→ **DATASET**:
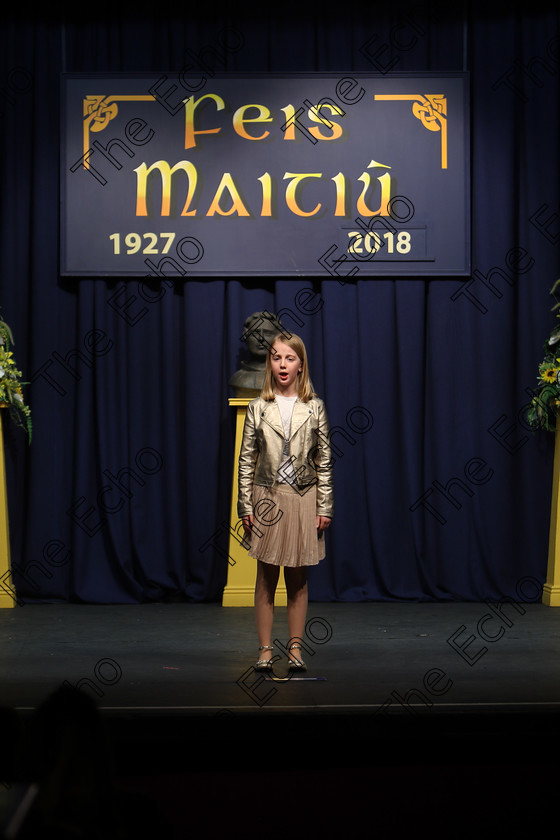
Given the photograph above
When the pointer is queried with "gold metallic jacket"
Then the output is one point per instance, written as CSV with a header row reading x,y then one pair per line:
x,y
262,447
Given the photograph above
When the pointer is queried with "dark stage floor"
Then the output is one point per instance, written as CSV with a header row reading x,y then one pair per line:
x,y
444,704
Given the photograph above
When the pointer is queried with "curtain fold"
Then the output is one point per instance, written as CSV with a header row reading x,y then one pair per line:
x,y
442,493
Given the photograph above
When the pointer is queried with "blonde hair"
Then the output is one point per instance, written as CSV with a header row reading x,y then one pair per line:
x,y
305,386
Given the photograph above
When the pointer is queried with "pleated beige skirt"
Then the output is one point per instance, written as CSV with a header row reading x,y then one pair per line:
x,y
285,526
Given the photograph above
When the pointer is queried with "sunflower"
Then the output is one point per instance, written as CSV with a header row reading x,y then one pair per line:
x,y
548,373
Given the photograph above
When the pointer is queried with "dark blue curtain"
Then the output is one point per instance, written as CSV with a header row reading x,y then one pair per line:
x,y
442,492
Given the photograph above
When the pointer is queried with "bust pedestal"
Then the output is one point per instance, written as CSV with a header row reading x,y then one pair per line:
x,y
551,589
240,587
7,592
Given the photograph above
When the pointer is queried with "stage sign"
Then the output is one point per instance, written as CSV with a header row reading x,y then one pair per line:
x,y
268,175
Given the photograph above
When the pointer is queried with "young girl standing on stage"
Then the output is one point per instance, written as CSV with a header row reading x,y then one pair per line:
x,y
285,490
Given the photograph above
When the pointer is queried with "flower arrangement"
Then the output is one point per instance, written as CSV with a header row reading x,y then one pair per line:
x,y
11,396
545,403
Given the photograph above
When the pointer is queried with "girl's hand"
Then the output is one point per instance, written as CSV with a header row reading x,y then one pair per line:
x,y
323,523
248,524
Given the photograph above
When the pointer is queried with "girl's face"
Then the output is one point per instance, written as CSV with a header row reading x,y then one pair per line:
x,y
285,364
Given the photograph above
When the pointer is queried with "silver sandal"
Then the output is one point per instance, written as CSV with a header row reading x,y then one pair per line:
x,y
263,664
296,664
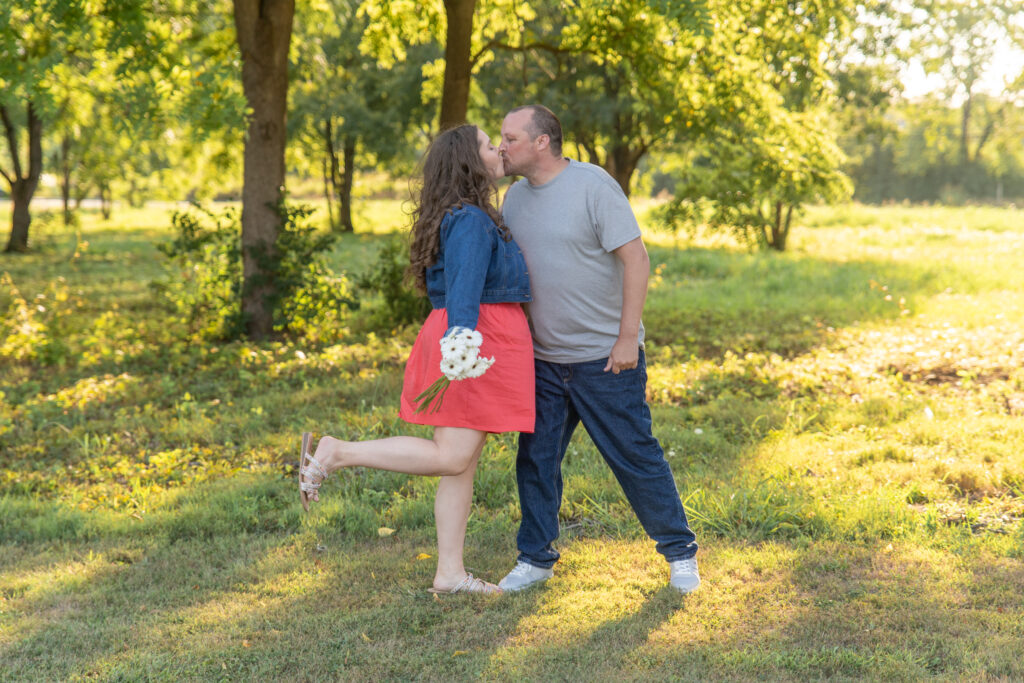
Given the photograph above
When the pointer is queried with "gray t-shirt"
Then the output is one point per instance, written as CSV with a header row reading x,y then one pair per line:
x,y
567,228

→ **DIRECTIONS**: Quote the material in full and exactly; do not carry over its pictures.

→ **SOLUTION FOR THIS TASK**:
Given the photograph above
When the pointer is queried with "gold metallic jacket"
Then the output is one point per instance, written as CSV with a header row reading x,y then one pair per line:
x,y
262,447
Given the photograph above
When the pointer is queried with "dark stage floor"
Then the output is one point per instance, written as CSV with a header row reading x,y then one pair per line:
x,y
444,704
Given the photograph above
When the pointer is queried with "curtain fold"
Then the output is one point per instance, written as CSV with a header row reading x,y then one pair per line:
x,y
442,493
Given the photograph above
When the pointer is queried with "blonde hair"
Then the output is one point per instance, written as CSV with a header row reading x,y then one pair per line:
x,y
305,386
Given the photograph above
When the pointer is queried with "pleated beige skirt"
Then the output is one point per instance, written as CSV with a header row reading x,y then one pair per line:
x,y
285,526
Given the photograph above
When the pointer is queried with "sunflower"
Then the output is one point per instance, written as CSV with a header row reading x,y then one pair per line:
x,y
548,373
Given the photograph above
When the pointer is queried with "dark blue curtain"
Then the output is one point per instance, written as CSV with a header row reading x,y then one pair per line:
x,y
442,492
Given the photograph above
When the pointer is queried with "bust pedestal"
Then the output is one point per instance, written as CSV with a header row reading x,y then one pair per line:
x,y
551,589
240,587
7,592
Given the photograph above
When the pointer is queried with "stage sign"
Then the output is one point per instance, written as CSV with a header row reading x,y then one pair per line:
x,y
268,175
Given the photograph above
When the pointer is queried with "young girl standing on stage"
Then the output is one point per instance, written as CSV with a header row reading x,y then one pair per line:
x,y
285,490
Given the photograph above
When the pointer is queried with "flower arrangement"
Then the output is one point per instance, written as CSV with a header row reading x,y then one pair per line:
x,y
11,396
545,403
Given the photograph above
When the pointer is queried with "girl's hand"
Then the output is one point per instance, written as CSV with a header row reading x,y then one pair per line:
x,y
323,523
248,524
Given the photograph above
When the pointer is queried with "girl's face"
Then the output is one point per instance, written as CSV with a header row reading x,y then one pair per line:
x,y
285,364
Given the photograph above
When the pointer is queried with "silver sandal"
Then the output is one point per instance, written as CSV with a header row reading x,y then one pair per line:
x,y
263,664
296,664
Given the photograph above
When the pointer is queried with "gray t-shirt"
Then the output is one point per instance, written as CSV with a header row reading x,y then one pair per line:
x,y
567,228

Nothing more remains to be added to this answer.